What is being asked:
According to the article on the repeal of SAB 121, by what vote did the House pass H.J. Res. 109?

Text segment:
BEGIN

Congress voted to repeal the SEC bulletin in a resolution, H.J. Res. 109, which passed the House in a vote of 228-182. A week later, the Senate followed suit, passing the resolution 60 to 38 vote.
The repeal measure was a largely Republican effort, but 21 Democrats did back the resolution, while several Democratic senators, including Senate Majority Leader Chuck Schumer (D-NY) also voted in favor of repealing SAB 121.
In terms of what happens next, overturning last week’s Presidential veto is possible but requires a two-thirds majority from both houses of Congress, so SAB 121 repealers would need to persuade a few more colleagues in both Houses to counteract Biden’s decision.
The controversial SAB 121
In March 2022, the SEC released Staff Accounting Bulletin 121 (SAB 121), the policy guideline that outlined, for the first time, how virtual asset service providers (VASPs) must handle accounting for digital assets.
SAB 121 contained strict ‘guidelines’ for institutions looking to custody digital assets. Among other things, it dictated that VASPs must record a liability and a corresponding asset on their balance sheets at fair value for users’ digital assets in their custody. In other words, VASPs must maintain their users’ digital asset holdings on their own balance sheets.
The bulletin was swiftly condemned by the industry, regulators, and lawmakers—primarily ‘pro-innovation’ Republicans—for discouraging digital asset adoption by traditional finance institutions and as a further attempt by the ‘anti-crypto’ lobby to keep a lid on the sector’s growth.
On May 8, the House of Representatives voted on a joint resolution put forward by Rep. Mike Flood (R-NE), H.J. Res. 109, to express formal disapproval of SAB 121. The resolution passed with relative ease.
The very same day, the Executive Office of the President’s Office of Management and Budget (OMB) issued a statement on the House Republican effort to repeal SAB 121, making it clear that Biden “strongly opposes” it.
However, Executive disapproval didn’t stop the Senate from following in the House’s footsteps and likewise passing H.J. Res. 109.
Veto warning
The OMB “Statement of Administration Policy” noted, in no uncertain terms, that SAB 121 “was issued in response to demonstrated technological, legal, and regulatory risks that have caused substantial losses to consumers.” As such, “if the President were presented with H.J. Res. 109, he would veto it.”
President Biden’s office said that “limiting the SEC’s ability to maintain a comprehensive and effective financial regulatory framework for crypto-assets would introduce substantial financial instability and market uncertainty.”
So, last Friday’s veto should be no surprise to observers and lawmakers alike.
The SEC has also commented on the criticism SAB 121 received, calling the bulletin “non-binding staff guidance” that strengthens disclosures to investors.
In a statement published earlier this year, an SEC spokesperson said:
“Time and again we have seen crypto firms fail and watched as their customers lined up at the bankruptcy court in hopes of getting what they thought was legally theirs. We’ve also seen the risks to investors in firms that safeguard these assets when they are hidden off balance sheet. These disclosures provide investors important line of sight into the level of risk taken by crypto custodians.”
For now, it appears the SEC has got its way, and, short of a seemingly unlikely overturning of the veto, SAB 121 retractors will have to live with its accounting guidelines—at least until November.

END

Entries:
BEGIN

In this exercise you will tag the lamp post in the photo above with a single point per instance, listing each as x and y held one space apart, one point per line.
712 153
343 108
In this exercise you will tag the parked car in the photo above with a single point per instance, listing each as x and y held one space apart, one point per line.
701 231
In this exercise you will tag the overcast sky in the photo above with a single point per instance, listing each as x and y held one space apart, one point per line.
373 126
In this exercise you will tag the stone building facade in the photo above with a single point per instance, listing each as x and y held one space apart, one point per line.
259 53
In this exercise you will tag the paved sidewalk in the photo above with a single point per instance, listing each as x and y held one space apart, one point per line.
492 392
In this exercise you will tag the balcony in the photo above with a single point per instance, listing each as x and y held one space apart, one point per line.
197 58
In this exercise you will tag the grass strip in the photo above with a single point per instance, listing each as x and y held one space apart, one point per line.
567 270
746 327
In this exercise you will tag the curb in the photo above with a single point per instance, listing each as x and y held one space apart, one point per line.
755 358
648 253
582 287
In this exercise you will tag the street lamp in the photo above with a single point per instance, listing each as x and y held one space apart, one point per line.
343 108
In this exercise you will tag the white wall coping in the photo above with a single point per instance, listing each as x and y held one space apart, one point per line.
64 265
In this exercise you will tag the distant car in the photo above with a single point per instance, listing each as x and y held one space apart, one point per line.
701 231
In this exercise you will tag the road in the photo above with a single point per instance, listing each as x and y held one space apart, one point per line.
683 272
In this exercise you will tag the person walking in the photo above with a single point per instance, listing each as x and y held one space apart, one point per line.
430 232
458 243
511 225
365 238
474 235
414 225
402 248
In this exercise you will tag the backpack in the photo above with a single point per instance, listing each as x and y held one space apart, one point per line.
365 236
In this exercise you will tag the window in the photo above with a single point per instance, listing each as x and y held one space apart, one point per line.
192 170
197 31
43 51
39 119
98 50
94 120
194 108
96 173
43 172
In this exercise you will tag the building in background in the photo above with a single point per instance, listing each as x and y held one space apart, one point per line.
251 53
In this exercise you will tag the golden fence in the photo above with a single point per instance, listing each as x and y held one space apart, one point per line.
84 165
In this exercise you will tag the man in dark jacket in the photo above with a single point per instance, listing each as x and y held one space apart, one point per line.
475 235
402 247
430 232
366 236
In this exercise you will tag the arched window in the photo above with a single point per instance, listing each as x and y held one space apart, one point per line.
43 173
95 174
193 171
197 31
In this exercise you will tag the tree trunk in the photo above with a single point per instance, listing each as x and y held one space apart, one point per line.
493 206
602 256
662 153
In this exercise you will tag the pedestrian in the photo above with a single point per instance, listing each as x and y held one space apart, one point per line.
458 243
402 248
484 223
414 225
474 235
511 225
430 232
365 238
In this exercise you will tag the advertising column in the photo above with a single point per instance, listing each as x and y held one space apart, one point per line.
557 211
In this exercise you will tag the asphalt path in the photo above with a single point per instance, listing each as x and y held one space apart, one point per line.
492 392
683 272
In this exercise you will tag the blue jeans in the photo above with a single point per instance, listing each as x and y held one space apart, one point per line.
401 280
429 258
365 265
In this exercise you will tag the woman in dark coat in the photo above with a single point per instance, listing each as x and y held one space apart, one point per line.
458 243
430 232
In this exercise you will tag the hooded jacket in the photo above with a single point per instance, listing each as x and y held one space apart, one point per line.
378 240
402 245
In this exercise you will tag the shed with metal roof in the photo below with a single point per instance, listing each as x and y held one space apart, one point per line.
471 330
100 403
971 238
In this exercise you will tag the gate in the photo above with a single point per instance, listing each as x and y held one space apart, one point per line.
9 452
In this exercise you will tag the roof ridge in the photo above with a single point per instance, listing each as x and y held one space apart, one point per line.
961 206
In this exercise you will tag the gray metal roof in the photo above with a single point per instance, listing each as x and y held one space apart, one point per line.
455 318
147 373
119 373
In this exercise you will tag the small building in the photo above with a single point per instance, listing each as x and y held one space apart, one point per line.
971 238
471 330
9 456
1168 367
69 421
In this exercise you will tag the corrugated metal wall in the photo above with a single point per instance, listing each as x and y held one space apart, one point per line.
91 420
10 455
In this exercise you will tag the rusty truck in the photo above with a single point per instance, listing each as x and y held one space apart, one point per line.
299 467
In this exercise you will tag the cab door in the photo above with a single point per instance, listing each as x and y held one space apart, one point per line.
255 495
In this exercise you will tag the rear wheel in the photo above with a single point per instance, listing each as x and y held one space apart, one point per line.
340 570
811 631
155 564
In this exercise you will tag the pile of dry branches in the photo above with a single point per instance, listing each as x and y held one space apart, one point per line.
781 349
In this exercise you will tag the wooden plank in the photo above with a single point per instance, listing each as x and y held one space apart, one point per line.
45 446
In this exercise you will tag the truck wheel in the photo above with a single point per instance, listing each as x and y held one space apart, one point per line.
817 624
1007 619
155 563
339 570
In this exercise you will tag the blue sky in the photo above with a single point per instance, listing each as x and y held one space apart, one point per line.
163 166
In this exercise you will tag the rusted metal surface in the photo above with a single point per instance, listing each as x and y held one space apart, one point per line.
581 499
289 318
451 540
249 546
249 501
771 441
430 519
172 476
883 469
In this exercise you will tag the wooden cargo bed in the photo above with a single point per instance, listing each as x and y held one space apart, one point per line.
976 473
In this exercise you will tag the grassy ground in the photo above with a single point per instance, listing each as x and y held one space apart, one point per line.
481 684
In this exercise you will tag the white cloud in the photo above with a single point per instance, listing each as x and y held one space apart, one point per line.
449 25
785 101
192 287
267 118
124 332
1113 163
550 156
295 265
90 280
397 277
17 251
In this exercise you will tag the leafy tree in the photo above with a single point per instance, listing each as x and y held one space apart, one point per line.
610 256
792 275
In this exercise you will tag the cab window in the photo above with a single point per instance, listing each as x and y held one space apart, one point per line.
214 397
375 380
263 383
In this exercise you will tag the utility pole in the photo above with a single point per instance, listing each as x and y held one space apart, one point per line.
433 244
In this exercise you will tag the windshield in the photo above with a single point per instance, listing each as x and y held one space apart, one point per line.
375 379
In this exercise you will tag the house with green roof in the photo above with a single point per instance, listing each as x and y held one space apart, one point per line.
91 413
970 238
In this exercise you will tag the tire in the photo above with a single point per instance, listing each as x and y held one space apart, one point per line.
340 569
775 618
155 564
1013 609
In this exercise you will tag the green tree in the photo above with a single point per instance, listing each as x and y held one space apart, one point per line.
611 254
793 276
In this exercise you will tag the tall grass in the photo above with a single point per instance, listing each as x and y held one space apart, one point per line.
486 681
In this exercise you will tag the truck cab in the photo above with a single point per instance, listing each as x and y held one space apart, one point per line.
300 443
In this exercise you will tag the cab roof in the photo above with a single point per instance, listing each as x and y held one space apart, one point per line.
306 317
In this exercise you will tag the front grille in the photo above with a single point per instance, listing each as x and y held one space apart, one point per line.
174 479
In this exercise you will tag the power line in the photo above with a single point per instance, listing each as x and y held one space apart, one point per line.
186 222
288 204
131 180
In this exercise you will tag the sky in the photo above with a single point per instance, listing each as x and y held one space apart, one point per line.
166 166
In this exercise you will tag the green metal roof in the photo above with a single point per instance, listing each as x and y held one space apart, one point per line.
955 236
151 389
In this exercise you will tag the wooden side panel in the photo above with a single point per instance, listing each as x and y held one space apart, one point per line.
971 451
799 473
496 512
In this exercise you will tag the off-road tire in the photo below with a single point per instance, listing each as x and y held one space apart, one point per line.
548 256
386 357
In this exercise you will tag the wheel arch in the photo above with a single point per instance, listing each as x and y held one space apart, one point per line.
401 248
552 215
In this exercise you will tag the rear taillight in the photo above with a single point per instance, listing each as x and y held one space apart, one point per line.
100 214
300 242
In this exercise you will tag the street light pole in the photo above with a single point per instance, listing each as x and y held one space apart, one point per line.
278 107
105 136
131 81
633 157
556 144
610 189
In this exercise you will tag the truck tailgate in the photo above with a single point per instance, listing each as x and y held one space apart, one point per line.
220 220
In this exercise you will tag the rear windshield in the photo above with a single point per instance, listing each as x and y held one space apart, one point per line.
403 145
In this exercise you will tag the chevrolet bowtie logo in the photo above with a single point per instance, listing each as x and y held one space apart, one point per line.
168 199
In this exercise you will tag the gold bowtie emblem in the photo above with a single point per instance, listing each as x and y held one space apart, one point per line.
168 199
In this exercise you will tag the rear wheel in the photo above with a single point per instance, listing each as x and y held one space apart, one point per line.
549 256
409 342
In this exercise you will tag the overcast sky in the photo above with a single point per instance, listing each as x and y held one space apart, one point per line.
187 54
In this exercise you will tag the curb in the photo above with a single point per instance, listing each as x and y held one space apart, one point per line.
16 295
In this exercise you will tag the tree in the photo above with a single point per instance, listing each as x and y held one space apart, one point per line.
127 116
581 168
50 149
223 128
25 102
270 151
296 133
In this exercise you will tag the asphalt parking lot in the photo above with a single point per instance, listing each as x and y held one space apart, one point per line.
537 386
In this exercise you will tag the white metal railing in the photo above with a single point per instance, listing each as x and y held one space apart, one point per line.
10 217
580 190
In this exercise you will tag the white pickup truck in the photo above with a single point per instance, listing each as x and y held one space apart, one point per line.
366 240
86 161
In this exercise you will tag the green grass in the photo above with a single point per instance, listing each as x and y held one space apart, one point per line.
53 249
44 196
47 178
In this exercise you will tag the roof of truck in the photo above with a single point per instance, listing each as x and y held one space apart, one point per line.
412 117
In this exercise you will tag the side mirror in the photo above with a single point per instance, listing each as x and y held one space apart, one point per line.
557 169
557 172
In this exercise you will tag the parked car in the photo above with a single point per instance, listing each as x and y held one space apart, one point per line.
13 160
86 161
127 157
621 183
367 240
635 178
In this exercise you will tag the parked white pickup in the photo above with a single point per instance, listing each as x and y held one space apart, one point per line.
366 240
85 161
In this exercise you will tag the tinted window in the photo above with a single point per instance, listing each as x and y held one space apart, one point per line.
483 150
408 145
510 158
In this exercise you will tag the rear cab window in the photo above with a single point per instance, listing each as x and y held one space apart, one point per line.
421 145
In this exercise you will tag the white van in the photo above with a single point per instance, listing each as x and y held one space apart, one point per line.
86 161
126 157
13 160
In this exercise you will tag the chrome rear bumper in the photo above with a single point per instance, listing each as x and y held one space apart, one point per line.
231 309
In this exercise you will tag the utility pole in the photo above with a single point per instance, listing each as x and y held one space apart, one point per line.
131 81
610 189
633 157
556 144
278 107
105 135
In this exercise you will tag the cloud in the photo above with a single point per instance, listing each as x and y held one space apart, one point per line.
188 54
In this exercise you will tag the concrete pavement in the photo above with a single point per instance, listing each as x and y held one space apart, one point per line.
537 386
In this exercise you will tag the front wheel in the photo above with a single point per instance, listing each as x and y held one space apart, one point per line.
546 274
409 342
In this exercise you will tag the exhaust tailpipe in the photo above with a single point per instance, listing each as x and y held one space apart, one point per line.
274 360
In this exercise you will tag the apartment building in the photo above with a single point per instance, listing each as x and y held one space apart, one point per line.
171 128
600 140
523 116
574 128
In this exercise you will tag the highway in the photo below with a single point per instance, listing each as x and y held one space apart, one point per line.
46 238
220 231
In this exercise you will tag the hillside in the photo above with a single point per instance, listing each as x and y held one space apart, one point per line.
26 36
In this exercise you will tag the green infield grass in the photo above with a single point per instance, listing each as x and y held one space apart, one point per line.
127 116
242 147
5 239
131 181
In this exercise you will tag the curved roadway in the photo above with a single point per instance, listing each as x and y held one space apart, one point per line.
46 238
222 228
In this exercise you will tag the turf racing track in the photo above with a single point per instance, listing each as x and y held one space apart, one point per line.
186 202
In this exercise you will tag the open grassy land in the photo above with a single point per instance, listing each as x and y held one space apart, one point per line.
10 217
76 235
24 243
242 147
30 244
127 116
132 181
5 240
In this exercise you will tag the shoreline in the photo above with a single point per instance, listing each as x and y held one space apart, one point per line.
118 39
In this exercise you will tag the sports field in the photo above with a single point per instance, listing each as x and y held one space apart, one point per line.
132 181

END

Finished exercise:
228 to 182.